=== QUOTED PASSAGE ===
▬▬▬▬▬▬
I spent the early part of my academic life dreaming of becoming an oceanographer.  Not the George Costanza marine biologist kind, but a real one.  A towering figure, with a grizzled and tanned look and unkempt beard housing sea salt, barnacles and icicles that could only result from sailing the seven seas.  It was an inevitable dream, having spent half my childhood growing up near the ocean in Rockaway Beach, Queens.  I could look out the window and see the Atlantic pounding the shore, and occasionally witness hurricane force winds cause the ocean to overflow the peninsula, and meet up with Jamaica Bay, only four blocks away.  We lived on the slimmest of land between the wind-driven waters. My childhood revolved around summer swims, boogey boards and bicycling along the boardwalk year-round. The views were always glorious. It was the only good thing about living in the projects, as the architecture had all the allure of another, nearby seaside community, on the other side of the borough.  Rikers Island. 

As an undergrad, I supported myself by working summer jobs and shelving books in the library while on campus.  But the best source of income was working on a small research vessel (R/V), the R/V Micmac, that was operated by SUNY Stony Brook. Several weekends a semester, we’d  load up the vehicles with all sorts of gear, electronics, rope, floats, and sampling devices and drive to the Micmac’s last berth, more often than not at the Merchant Marine Academy at Kings Point or Fort Wadsworth, Staten Island, depending on our intended sampling plan.  We spent a lot of time “cruising” New York Harbor and taking samples of water, sediments and sludge. It was tough and physical work that was conducted in all types of weather, day and night. Though we completed several trips around Long Island, the East River was most often our intended target, as our research attempted to rectify the appalling water quality conditions that existed in the early 1970s.  The East River particularly was anoxic and unable to support marine life.  Failing wastewater treatment plants were discharging untreated sewage into the river and this research provided the data necessary to improve water quality within New York’s real gem.  The harbor.  Though my role was small, I still take a certain amount of pride whenever I look out at the harbor, knowing that I contributed to its improvement.

I was elated to be accepted to the University of Washington’s Graduate School of Oceanography. And I was particularly excited to hop on board the R/V Thompson for my first “cruise” on a real ship.  Every student was required to go to sea after the first year, and I couldn’t wait.  The Thompson was an oceanographic research vessel, purpose built in 1963, for the UNOLS, the University National Oceanographic Laboratory System.  It was 1,200 tons and 209 feet in length; about two thirds the distance to the right field fence in Yankee Stadium.  It drafted 16 feet with a more than adequate cruising velocity, mid-throttle.  It was capable of carrying 14 civilian mariners and up to 30 scientists in rather sparse, close quarters.  Relative to the Micmac, it was an aircraft carrier.  Its deck was an obstacle course of hoists, hooks, tanks, cables, wires, dredges, bottles, flasks, pipettes, meters, floats, freezers, cores, rope, scuba gear, microscopes and sophisticated navigation equipment to support the multiple ongoing investigations.  There were bunks, well-fitted labs, and dining areas onboard.  A serious vessel.  If you looked close enough, you could spy the occasional, illicit fishing rod or two, smuggled on board for extracurricular activities and the freshest of meals.  The Thompson could venture out to sea for weeks.  The real sea. The sea where you couldn’t see anything but the sea.
▬▬▬▬▬▬
=== INFORMATION SHOWN ===
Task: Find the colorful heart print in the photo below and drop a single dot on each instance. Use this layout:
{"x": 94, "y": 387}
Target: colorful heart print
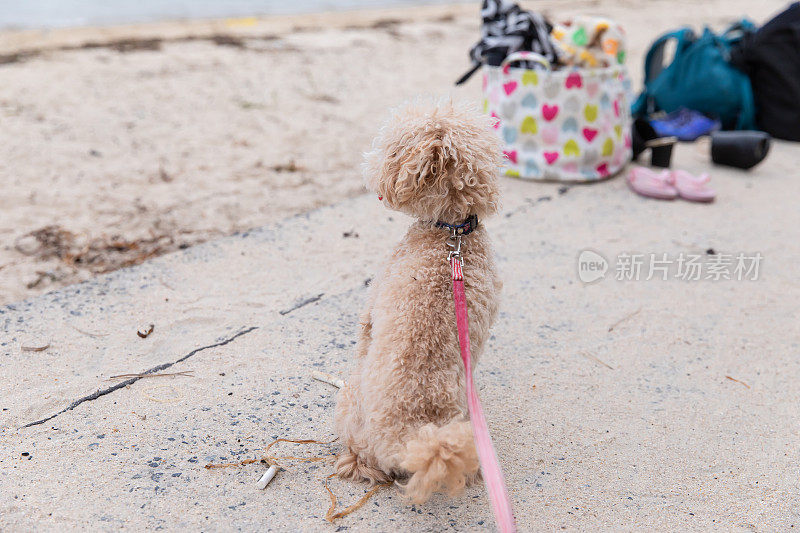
{"x": 574, "y": 80}
{"x": 549, "y": 112}
{"x": 572, "y": 105}
{"x": 529, "y": 126}
{"x": 531, "y": 168}
{"x": 550, "y": 134}
{"x": 530, "y": 78}
{"x": 510, "y": 87}
{"x": 551, "y": 157}
{"x": 508, "y": 110}
{"x": 552, "y": 87}
{"x": 608, "y": 147}
{"x": 571, "y": 148}
{"x": 570, "y": 125}
{"x": 530, "y": 101}
{"x": 510, "y": 135}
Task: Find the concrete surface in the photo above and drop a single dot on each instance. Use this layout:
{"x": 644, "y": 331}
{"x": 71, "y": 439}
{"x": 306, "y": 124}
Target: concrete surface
{"x": 664, "y": 405}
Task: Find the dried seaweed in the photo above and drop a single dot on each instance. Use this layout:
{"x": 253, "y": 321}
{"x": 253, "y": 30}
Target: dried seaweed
{"x": 96, "y": 254}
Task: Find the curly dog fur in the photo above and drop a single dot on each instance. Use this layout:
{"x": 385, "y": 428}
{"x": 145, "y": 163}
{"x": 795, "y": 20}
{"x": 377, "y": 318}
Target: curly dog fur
{"x": 402, "y": 414}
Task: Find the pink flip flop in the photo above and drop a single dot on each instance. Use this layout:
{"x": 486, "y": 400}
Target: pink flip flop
{"x": 692, "y": 188}
{"x": 645, "y": 182}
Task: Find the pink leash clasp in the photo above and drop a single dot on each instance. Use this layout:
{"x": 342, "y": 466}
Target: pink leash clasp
{"x": 490, "y": 467}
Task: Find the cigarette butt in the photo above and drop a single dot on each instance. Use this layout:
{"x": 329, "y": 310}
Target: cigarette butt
{"x": 327, "y": 378}
{"x": 267, "y": 477}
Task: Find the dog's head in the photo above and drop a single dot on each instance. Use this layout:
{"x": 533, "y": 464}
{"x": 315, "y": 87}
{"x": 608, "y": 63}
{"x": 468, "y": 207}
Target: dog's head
{"x": 436, "y": 162}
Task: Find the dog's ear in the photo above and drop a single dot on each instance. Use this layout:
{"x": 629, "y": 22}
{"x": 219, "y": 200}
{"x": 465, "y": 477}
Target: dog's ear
{"x": 436, "y": 161}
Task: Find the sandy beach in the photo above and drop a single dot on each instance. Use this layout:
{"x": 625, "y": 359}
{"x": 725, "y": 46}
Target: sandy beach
{"x": 620, "y": 405}
{"x": 123, "y": 143}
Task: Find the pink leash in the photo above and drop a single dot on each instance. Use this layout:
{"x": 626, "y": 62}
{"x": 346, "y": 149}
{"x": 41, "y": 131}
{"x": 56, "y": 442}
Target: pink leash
{"x": 492, "y": 475}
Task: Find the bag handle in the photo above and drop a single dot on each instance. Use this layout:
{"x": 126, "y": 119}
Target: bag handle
{"x": 523, "y": 55}
{"x": 654, "y": 65}
{"x": 654, "y": 61}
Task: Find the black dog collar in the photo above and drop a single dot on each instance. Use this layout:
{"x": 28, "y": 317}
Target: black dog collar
{"x": 465, "y": 228}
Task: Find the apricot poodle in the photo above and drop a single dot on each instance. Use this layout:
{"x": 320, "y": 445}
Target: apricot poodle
{"x": 402, "y": 414}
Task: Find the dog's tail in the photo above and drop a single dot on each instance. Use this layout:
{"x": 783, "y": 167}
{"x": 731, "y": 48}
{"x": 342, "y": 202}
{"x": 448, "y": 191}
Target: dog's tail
{"x": 440, "y": 458}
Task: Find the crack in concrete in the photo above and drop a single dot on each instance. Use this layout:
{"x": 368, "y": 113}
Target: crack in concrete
{"x": 301, "y": 303}
{"x": 109, "y": 390}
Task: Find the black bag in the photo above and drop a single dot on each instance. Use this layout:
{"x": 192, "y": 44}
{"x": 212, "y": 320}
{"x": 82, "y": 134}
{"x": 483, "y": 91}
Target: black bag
{"x": 771, "y": 58}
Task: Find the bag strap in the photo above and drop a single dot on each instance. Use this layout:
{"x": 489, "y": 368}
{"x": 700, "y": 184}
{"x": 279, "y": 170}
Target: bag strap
{"x": 738, "y": 31}
{"x": 523, "y": 55}
{"x": 654, "y": 65}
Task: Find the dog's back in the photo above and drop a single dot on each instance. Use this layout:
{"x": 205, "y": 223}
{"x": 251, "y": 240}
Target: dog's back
{"x": 403, "y": 412}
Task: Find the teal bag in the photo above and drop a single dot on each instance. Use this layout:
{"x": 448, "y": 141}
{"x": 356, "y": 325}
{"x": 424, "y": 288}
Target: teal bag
{"x": 700, "y": 77}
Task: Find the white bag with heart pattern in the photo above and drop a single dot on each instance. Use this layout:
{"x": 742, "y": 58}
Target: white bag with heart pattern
{"x": 571, "y": 124}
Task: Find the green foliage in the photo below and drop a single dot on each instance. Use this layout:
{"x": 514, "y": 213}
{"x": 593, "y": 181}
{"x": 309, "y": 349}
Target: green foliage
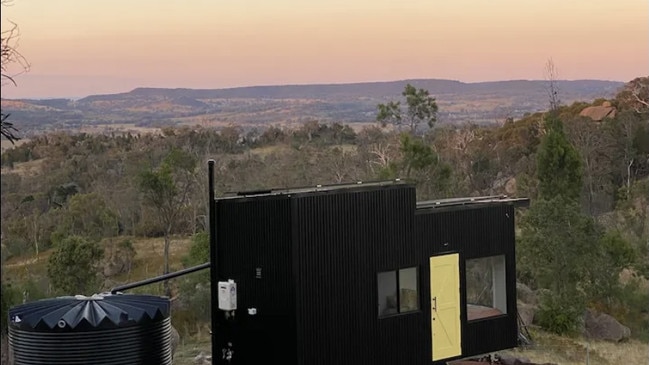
{"x": 559, "y": 168}
{"x": 199, "y": 252}
{"x": 74, "y": 265}
{"x": 9, "y": 297}
{"x": 558, "y": 245}
{"x": 560, "y": 312}
{"x": 86, "y": 215}
{"x": 417, "y": 154}
{"x": 420, "y": 108}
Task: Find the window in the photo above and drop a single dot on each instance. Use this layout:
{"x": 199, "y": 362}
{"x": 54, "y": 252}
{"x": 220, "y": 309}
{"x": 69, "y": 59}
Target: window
{"x": 485, "y": 287}
{"x": 398, "y": 291}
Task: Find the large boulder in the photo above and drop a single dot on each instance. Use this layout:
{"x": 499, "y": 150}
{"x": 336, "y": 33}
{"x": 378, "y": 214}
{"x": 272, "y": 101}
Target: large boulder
{"x": 601, "y": 326}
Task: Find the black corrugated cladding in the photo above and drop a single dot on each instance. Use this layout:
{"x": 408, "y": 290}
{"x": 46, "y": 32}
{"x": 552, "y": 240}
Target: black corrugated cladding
{"x": 342, "y": 240}
{"x": 318, "y": 254}
{"x": 475, "y": 230}
{"x": 254, "y": 249}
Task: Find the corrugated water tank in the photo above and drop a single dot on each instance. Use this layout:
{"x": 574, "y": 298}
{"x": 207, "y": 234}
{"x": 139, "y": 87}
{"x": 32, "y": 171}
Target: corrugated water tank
{"x": 125, "y": 329}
▬▬▬▬▬▬
=== ACTIVITY ===
Answer these questions from the oceanography memoir:
(a) Where did the author spend half of their childhood?
(b) What institution operated the R/V Micmac?
(c) How long was the R/V Thompson?
The data has no connection to the oceanography memoir.

=== SOLVED EXERCISE ===
(a) Near the ocean in Rockaway Beach, Queens
(b) SUNY Stony Brook
(c) 209 feet